[Image point annotation listing]
**********

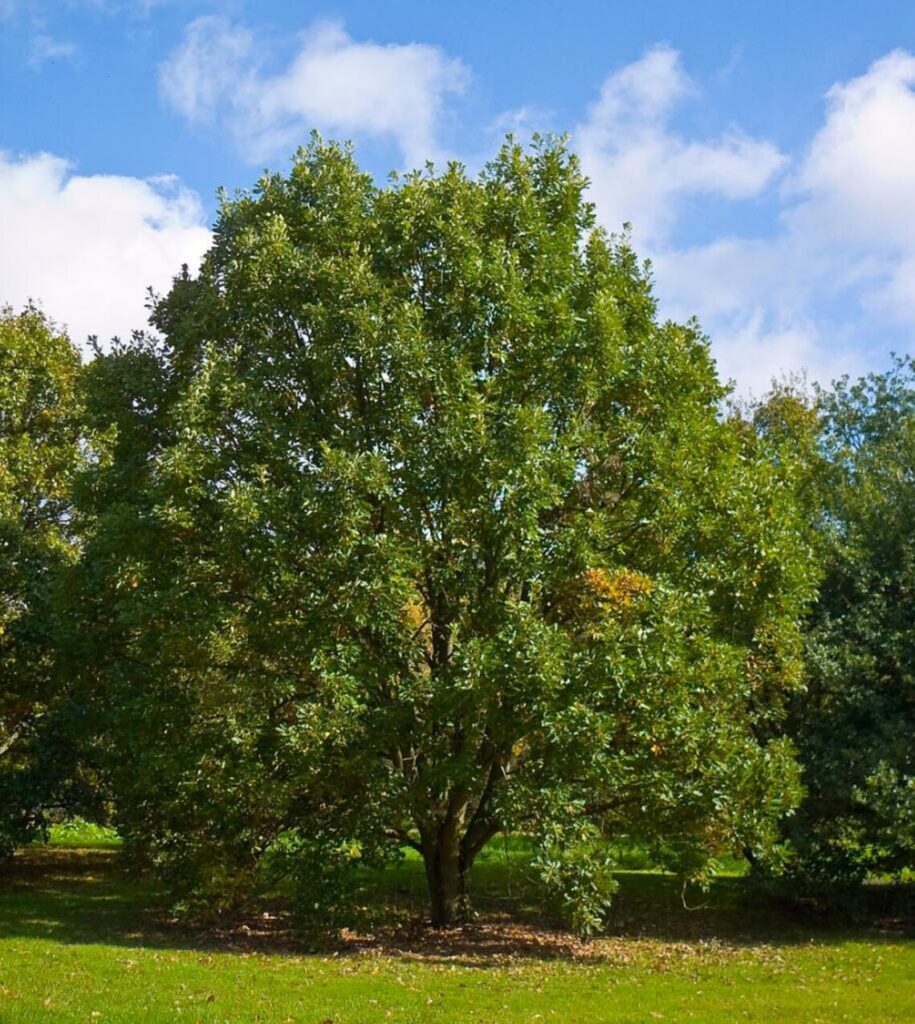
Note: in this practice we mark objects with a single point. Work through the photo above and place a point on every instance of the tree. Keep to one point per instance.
(39, 454)
(855, 721)
(442, 535)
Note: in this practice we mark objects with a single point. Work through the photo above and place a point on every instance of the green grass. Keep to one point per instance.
(81, 940)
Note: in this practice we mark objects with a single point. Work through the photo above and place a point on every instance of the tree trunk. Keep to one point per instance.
(444, 873)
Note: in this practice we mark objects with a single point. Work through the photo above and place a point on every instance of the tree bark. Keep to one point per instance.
(446, 889)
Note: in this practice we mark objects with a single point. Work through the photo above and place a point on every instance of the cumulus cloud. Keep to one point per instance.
(857, 183)
(642, 169)
(335, 83)
(88, 246)
(833, 283)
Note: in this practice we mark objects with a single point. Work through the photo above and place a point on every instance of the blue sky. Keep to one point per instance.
(765, 153)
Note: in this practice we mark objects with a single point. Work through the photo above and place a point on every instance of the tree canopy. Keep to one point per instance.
(855, 721)
(420, 526)
(40, 433)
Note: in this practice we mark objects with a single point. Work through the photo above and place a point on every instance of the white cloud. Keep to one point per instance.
(836, 274)
(334, 83)
(857, 183)
(641, 169)
(88, 246)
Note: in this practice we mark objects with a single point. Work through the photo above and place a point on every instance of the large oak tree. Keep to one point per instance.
(439, 534)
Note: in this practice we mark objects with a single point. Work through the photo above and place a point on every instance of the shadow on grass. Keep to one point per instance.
(88, 897)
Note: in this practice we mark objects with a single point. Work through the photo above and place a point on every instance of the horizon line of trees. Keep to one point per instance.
(411, 525)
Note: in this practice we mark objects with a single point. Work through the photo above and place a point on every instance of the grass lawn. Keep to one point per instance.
(81, 940)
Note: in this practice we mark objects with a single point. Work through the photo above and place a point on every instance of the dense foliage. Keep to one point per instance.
(40, 426)
(412, 525)
(419, 527)
(855, 722)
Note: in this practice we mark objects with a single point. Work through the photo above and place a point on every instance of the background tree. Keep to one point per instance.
(855, 721)
(39, 454)
(441, 535)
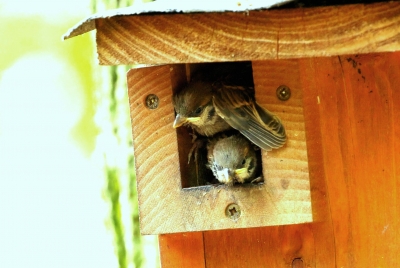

**********

Tally the lines of the listing above that contain the word "cloud" and give only the number.

TASK ANSWER —
2